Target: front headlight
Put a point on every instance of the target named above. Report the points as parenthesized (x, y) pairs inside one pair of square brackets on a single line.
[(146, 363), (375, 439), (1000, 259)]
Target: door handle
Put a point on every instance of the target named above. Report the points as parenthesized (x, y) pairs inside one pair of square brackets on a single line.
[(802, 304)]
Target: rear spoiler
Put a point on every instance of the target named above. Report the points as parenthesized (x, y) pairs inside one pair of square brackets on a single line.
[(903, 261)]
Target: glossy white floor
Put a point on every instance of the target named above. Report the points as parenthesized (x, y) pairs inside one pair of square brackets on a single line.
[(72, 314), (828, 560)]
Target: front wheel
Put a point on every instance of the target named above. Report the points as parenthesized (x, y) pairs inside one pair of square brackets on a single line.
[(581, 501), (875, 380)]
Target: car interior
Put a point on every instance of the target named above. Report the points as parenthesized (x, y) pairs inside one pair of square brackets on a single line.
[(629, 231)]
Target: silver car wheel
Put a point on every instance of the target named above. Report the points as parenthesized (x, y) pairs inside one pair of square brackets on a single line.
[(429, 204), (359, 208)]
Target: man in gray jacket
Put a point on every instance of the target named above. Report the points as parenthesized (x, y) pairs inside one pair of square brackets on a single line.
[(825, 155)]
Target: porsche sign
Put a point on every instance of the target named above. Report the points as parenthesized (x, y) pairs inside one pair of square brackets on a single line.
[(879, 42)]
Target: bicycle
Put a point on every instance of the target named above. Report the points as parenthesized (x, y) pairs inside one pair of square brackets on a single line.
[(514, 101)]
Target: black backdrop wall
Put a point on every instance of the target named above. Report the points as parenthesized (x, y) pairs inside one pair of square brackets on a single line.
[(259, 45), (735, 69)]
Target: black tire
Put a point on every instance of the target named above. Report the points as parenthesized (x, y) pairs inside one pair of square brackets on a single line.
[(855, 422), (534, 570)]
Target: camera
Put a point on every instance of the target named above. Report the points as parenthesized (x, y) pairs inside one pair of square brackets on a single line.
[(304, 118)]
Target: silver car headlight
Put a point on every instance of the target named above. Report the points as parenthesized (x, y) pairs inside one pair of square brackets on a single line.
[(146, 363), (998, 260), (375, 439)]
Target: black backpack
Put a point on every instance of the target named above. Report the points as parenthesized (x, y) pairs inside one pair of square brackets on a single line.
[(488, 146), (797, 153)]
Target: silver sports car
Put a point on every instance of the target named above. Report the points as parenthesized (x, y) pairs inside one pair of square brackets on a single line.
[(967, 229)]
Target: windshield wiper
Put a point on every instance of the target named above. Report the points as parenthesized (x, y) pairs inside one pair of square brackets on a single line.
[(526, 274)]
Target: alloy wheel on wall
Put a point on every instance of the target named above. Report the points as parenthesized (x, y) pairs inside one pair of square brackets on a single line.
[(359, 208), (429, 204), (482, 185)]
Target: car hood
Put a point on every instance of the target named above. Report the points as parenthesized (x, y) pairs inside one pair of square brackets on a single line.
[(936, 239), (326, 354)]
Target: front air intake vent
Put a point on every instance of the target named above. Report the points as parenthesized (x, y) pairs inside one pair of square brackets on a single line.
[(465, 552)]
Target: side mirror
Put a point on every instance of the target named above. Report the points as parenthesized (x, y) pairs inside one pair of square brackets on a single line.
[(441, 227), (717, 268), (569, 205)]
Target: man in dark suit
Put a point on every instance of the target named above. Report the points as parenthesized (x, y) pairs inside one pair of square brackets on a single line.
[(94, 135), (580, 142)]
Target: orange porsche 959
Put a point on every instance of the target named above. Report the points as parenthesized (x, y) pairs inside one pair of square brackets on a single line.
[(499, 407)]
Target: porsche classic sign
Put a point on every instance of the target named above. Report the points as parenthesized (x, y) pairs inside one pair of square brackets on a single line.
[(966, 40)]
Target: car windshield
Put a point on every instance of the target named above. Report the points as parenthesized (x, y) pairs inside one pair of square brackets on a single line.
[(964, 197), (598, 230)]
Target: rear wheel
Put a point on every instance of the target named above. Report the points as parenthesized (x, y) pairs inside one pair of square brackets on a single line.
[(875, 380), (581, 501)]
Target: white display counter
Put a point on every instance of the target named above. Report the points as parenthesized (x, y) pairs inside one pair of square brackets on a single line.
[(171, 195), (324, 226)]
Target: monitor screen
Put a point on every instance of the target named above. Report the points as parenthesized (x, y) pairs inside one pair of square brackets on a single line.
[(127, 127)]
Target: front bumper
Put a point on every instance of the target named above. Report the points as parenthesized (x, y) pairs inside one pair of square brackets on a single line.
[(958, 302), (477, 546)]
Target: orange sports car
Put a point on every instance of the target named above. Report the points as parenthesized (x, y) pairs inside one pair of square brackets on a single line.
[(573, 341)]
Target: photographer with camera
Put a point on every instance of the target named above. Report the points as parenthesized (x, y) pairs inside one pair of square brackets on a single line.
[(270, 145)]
········
WHAT THE TASK ASKS. Lay out the lines of the data between the line holding "Target: black backdrop wall" and the line holding "[(488, 146), (797, 153)]", inclusive, as a JSON list of strings with one string per line. Leave out any blank lines.

WORKED ANSWER.
[
  "Target: black backdrop wall",
  "Put a point on every instance of the target named above. Report the points as parenthesized (x, y) pairs inside one pair of square brackets on a single line.",
  "[(259, 45), (735, 69)]",
  "Target: black tire",
  "Put a point on every instance of the target named above. Report the points as parenthesized (x, y) pairs inside one pair of square brackets on a single line.",
  "[(855, 422), (534, 570)]",
  "Target: camera",
  "Put a point on every instance of the target named above. Report the points as parenthesized (x, y) pairs inside one pair of square brackets on a single line.",
  "[(304, 118)]",
  "Target: silver car headlight",
  "Put a point on every instance of the target named above. Report the points as parenthesized (x, y) pairs inside one pair of square brackets on a single line.",
  "[(146, 363), (998, 260), (375, 439)]",
  "Target: black backpack",
  "Put a point on every instance of the target named above. Report the points as parenthesized (x, y) pairs inside one pair of square brackets on a single line.",
  "[(488, 146), (797, 153)]"
]